* _Task requirements_:
#1 From the comment thread about the AI browser, output the part that opens with the words containing "Which may not" and closes with "hearty thank you.".
#2 In the comment thread about the AI browser, why does one commenter say the article's quote about ads is misleading? Answer in one to three sentences.
#3 Resume the comment thread about the AI browser from where it stops.
Document extract START
Which may not be as clickbaity and I get he finds it positive-on-the-aggregate, but is certainly some cyberpunk dystopia stuff that didn't need the out of context quoting to be a thing.
A scholar and a gentleman!
You owe me years of life.
Best I can do is an upvote and a hearty thank you.
Thank you!
Thanks for you sacrifice and service (it does sound like, but it is NOT sarcastic)
We need more people like you, thank you
Thank you!
There is an implication, though, that they intend to collect as much data as possible regardless of which model they use? And in the article, he isn't selling any data, I think. Any mention of that?
To be clear, they ARE building an AI-forward browser and he is very plain about collecting a ton of user info. The way it's presented in context is that they intend to plug it in to their assistant/agent thing and surface relevant stuff to you on searches (which is the potential ad opportunity the article quotes as if it was the sole goal). But yeah, the implication is that they are collecting data regardless, even if the user profile ends up being used to cater AI responses to you specifically, to train models or whatever.
Hearing the guy talk about it I get the impression that he envisions an Apple-like ecosystem where they're constantly ingesting data and you're paying them to have their AI services act as a personal assistant and handle purchases and booking for you directly and so on, on top of anwering queries.
Document extract END
Data for review START
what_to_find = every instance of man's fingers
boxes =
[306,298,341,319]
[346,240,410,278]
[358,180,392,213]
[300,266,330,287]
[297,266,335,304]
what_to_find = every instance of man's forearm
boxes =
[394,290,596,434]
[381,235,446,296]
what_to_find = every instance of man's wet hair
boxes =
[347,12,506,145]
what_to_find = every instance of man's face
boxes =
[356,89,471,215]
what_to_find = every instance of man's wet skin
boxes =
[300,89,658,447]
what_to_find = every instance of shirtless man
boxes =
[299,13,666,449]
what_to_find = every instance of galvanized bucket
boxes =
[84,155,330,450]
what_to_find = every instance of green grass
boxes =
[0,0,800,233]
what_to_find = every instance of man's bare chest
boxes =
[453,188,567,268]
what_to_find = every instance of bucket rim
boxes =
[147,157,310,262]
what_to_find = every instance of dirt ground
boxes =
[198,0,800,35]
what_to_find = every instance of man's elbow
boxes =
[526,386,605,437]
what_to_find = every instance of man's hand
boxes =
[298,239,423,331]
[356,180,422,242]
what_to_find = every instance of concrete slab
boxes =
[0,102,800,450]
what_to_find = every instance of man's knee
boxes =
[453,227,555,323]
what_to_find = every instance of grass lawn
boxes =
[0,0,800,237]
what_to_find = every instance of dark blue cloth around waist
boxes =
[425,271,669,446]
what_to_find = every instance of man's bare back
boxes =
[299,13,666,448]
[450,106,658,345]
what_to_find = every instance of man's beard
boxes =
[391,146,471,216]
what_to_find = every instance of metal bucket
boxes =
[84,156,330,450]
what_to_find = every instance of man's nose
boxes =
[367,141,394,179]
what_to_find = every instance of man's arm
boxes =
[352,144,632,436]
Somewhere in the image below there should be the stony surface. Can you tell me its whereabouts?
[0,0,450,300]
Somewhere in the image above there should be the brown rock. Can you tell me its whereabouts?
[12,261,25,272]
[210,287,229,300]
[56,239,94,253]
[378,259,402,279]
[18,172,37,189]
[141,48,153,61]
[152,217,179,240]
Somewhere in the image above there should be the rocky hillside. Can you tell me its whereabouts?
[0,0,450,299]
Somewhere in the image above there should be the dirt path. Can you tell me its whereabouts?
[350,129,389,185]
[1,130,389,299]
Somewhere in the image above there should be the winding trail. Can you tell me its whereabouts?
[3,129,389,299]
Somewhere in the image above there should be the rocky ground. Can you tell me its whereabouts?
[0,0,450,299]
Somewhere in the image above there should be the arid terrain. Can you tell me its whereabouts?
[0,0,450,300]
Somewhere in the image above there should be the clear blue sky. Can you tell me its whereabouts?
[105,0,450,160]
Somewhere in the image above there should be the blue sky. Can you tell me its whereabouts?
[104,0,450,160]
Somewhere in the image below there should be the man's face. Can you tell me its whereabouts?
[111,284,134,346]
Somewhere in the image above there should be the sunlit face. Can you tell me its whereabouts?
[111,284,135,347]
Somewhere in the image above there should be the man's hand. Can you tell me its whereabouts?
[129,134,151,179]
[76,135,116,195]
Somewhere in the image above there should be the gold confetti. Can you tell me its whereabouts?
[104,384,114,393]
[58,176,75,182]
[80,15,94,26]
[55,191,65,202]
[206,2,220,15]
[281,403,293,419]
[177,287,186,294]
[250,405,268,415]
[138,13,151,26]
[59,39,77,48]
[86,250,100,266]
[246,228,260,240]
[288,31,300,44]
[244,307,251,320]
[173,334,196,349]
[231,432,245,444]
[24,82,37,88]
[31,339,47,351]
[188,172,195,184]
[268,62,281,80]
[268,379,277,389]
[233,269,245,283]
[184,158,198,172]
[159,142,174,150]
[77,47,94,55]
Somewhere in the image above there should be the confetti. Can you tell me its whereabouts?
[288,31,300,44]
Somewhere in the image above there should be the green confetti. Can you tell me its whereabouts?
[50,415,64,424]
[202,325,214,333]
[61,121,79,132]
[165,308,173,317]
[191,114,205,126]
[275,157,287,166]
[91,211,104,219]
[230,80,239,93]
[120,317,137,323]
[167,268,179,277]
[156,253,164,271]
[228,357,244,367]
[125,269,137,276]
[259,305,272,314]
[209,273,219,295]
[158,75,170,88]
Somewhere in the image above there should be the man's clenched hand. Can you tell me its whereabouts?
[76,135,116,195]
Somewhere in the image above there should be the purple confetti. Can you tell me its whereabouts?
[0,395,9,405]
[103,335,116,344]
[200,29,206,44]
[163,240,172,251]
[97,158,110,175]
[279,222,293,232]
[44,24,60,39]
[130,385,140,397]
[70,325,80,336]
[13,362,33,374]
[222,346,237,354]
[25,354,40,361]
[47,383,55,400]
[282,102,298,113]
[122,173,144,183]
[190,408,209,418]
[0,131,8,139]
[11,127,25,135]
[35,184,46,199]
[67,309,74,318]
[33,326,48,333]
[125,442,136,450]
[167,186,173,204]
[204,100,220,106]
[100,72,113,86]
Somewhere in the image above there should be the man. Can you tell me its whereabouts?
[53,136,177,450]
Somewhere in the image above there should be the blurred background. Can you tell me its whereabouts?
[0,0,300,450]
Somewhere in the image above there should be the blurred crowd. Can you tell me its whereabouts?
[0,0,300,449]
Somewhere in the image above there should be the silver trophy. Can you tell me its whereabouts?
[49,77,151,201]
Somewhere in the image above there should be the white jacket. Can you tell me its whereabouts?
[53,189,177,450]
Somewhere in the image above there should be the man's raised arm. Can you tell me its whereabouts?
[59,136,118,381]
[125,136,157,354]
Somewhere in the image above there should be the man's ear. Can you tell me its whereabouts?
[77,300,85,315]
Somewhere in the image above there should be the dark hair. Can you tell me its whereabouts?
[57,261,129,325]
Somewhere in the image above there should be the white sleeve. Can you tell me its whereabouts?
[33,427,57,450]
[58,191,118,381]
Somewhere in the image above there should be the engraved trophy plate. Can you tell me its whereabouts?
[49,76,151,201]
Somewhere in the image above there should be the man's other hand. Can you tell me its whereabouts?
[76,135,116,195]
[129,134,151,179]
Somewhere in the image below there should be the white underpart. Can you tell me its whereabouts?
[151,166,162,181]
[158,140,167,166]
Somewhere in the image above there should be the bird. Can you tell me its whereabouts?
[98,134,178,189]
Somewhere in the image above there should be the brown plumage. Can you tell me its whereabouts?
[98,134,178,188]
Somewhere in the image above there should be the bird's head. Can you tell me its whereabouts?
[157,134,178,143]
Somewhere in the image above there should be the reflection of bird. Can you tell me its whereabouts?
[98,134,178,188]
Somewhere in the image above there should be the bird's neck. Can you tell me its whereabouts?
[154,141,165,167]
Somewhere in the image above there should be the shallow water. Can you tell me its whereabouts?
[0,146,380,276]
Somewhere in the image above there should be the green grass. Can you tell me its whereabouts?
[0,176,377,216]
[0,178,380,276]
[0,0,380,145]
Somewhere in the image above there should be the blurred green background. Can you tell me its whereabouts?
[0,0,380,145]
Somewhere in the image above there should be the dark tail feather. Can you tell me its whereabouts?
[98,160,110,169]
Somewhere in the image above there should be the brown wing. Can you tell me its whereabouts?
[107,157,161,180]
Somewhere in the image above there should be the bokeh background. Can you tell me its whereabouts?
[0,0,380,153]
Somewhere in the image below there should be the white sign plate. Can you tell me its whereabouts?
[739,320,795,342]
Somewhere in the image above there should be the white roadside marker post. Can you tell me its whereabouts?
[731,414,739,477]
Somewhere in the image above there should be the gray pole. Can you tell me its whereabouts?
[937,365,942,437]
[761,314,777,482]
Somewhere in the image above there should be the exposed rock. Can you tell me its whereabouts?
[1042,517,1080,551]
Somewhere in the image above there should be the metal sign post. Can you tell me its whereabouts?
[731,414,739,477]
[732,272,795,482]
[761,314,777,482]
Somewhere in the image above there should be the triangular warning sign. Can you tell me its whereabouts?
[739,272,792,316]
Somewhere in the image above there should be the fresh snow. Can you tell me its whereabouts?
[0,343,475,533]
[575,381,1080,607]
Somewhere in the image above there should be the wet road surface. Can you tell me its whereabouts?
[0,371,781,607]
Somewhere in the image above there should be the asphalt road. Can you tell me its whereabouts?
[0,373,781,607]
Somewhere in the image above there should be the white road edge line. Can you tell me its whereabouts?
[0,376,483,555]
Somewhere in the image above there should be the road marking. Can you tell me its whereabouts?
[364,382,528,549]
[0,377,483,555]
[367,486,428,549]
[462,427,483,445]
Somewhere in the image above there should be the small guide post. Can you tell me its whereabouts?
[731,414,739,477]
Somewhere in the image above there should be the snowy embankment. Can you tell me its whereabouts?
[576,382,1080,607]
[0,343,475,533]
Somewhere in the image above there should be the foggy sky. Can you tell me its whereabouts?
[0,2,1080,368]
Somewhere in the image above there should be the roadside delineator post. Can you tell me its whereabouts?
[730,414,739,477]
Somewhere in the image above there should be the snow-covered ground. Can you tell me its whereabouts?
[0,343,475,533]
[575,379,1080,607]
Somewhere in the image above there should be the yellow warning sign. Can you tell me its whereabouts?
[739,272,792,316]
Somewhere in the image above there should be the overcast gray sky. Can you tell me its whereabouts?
Data for review END
* _Responses_:
#1
Which may not be as clickbaity and I get he finds it positive-on-the-aggregate, but is certainly some cyberpunk dystopia stuff that didn't need the out of context quoting to be a thing.
A scholar and a gentleman!
You owe me years of life.
Best I can do is an upvote and a hearty thank you.

#2 In context, the plan is to plug the collected user data into their assistant or agent and surface relevant results on searches. That is only a potential ad opportunity, but the article quotes it as if it were the sole goal.

#3
I would rather clip my toenails with a rusty chainsaw, myself, but that seems to be the idea.
Ok how long after this browser goes live till we hear it being used by the FBI to track criminals.
This is really good information, now I know to avoid their browser like the plague.
Hey, look for that browser to fail instantly as no one will use it.
They don't want people to use it. They want Google to give them a big bag of money so they can integrate it into chrome.
Dumb and dumber will love it, ts,ts,ts. Some nerds...
Nothing wrong with typescript
Jesus, that escalated quickly...
I would like for the people, who come up with these ideas, to dogfood their own product. Actually force them to try their own medicine. It would be a single digit percentage of acceptance then
You grossly underestimate how much some people truly love the idea of highly personalized ads. People who believe they are the best possible outcome and cannot fathom why anyone would have any problem with them at all. That's who you are asking to dogfood this product, and they would and would find no issues with it.
Why would I use such a browser?
Because some influencer say you should. Works this way for too many people.
The amount of folks I see use Opera GX "gaming browser" because some influencer said so...
Where is the hacktivism when you need it? These companies need to be gutted from the inside out.
Begin, the AI wars have.
"Help us improve your User Experience by trying as hard as possible to induce to spend money you don't have on crap you don't need."
I think I read somewhere they want to buy Chrome from Google if they are forced to sell. So not many changes, just switching owners who ultimately do the same thing.
i’m not a Chrome user, so screw both google and perplexity.
some people will see this as a feature to be desired, not a bug
Srinivas believes that Perplexity’s browser users will be fine with such tracking because the ads should be more relevant to them.
Believes it, or is just spinning it that way?
You could show me an ad for exactly what I want in that moment and I'd immediately not want it any more.
Enough already.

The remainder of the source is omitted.